_Tarefas escritas:_
A: No texto sobre o souto da aldeia, quais eram as variedades de castanha predominantes?
B: Transcreva palavra por palavra o trecho do texto sobre o souto da aldeia que começa em "Nessa zona de" e segue até "dar aos porcos.".
C: Prossiga o texto sobre o souto da aldeia a partir do ponto onde acaba.

Nessa zona de planalto, numa parte sobranceira à aldeia a cerca de um quilómetro, existia um grande souto, implantado num terreno de muitos hectares, propriedade da Junta da Freguesia, sendo os castanheiros propriedade dos naturais da terra, divididos desigualmente através de um processo já antigo que desconheço, possivelmente com vendas e trocas posteriores. As castanhas eram tão boas, sobretudo as variedades predominantes: a longal e a judia, pouco a rebordega só própria para dar aos porcos.
Seara de centeio em Trás-os-Montes
Com a devida vénia a Panoramio
Nos dias de domingo, já um pouco frescos de Outono, os rapazes e raparigas solteiras faziam magustos na Serra (sítio dos castanheiros, seria Serra porque ficava noutro plano acima da aldeia, penso eu) com grandes fogueiras e faziam bailes ao som de realejos (harmónicas de boca) para aquecer os corpos e as almas. As castanhas eram uma riqueza que não saía da aldeia, pois nesse tempo não tinha compradores, as pessoas comiam algumas cruas, mais cozidas ou assadas e a maioria davam-se aos porcos, para os cevar, pois as matanças não estavam longe e elas eram um bom alimento para eles. Guardavam-se sempre algumas nas despensas, em talhas de barro, para serem comidas cruas no dia primeiro de Maio senão o burro mordia, vá-se lá saber porquê.

_Amostra de dados:_
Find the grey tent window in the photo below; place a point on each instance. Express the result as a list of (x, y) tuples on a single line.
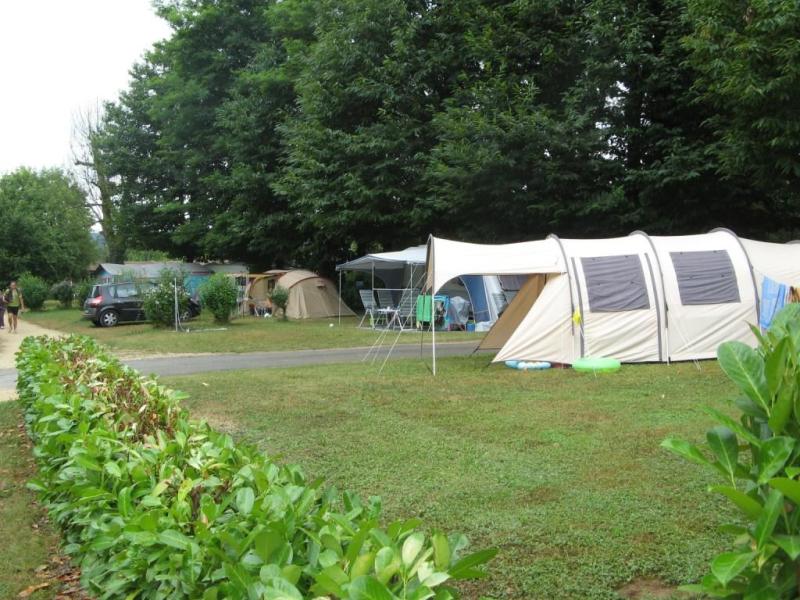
[(615, 283), (705, 277)]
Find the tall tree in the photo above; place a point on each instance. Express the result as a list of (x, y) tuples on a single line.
[(747, 59), (45, 229), (92, 173)]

_Resultados do exercício:_
A: A longal e a judia.

B:
Nessa zona de planalto, numa parte sobranceira à aldeia a cerca de um quilómetro, existia um grande souto, implantado num terreno de muitos hectares, propriedade da Junta da Freguesia, sendo os castanheiros propriedade dos naturais da terra, divididos desigualmente através de um processo já antigo que desconheço, possivelmente com vendas e trocas posteriores. As castanhas eram tão boas, sobretudo as variedades predominantes: a longal e a judia, pouco a rebordega só própria para dar aos porcos.

C:
Para sudoeste o termo de Brunhoso integra-se na paisagem formada por montes e vales a perder de vista que identificam e dão nome à província de Trás-Os-Montes. As montanhas da Ribeira e da Lagariça que acompanham os vales dos mesmos nomes, onde correm ribeiros bastante caudalosos no Inverno e na Primavera, quase secos no Verão, estão cobertas de sobreiros e de estevas, giestas e outros arbustos. As giestas e estevas na humildade do seu porte aqueciam as casas dos trabalhadores sem terras nas noites frias de Inverno e eram uma lenha excelente para aquecer os fornos onde se coziam os grandes pães trigos e centeios. Os sobreiros no seu porte altivo produziam a bolota, tão do agrado das ovelhas e carneiros e a cortiça que proporcionava uma fonte de rendimento extra para alguns lavradores.
Nesse tempo, do norte ao sul da província, na zona de terras entre o rio Sabor e o Douro Internacional, Brunhoso era a aldeia que produzia mais cortiça e mesmo fora dessa área muito poucas aldeias haveria no norte de Portugal com maior produção.
Caminhando montes fora por caminhos e carreiros vamos encontrar a cinco quilómetros o vale do rio Sabor com uma ladeira muito extensa coberta de oliveiras com muitos socalcos de pedra, chamados safardas, que permitiram que se fizessem os plantios e manutenção dessas grandes áreas de olival. Para aproveitamento dos terrenos planos para o cultivo dos cereais e dos montes com menor declive para o montado de sobreiros, os nossos antepassados reservaram esses terrenos de encostas íngremes que descem para o rio e com um clima menos frio para as oliveiras. Encostas por vezes tão íngremes que as oliveiras tinham que ser cavadas pela mão do homem pois as juntas de vacas ou de mulas não conseguiam equilíbrio suficiente para as puder lavrar. Terrenos tão íngremes onde não havia caminhos onde pudessem circular os carros de bois e a azeitona tinha que ser transportada dentro de sacos por burros e mulas.
Para além de todo o trabalho em excesso, essas árvores, que dizem que um Deus há muitos séculos abençoou, davam azeite para dar e vender, azeite óptimo feito sobretudo das variedades madural, negra e verdial com algumas lentisca, cobrançosa e bical.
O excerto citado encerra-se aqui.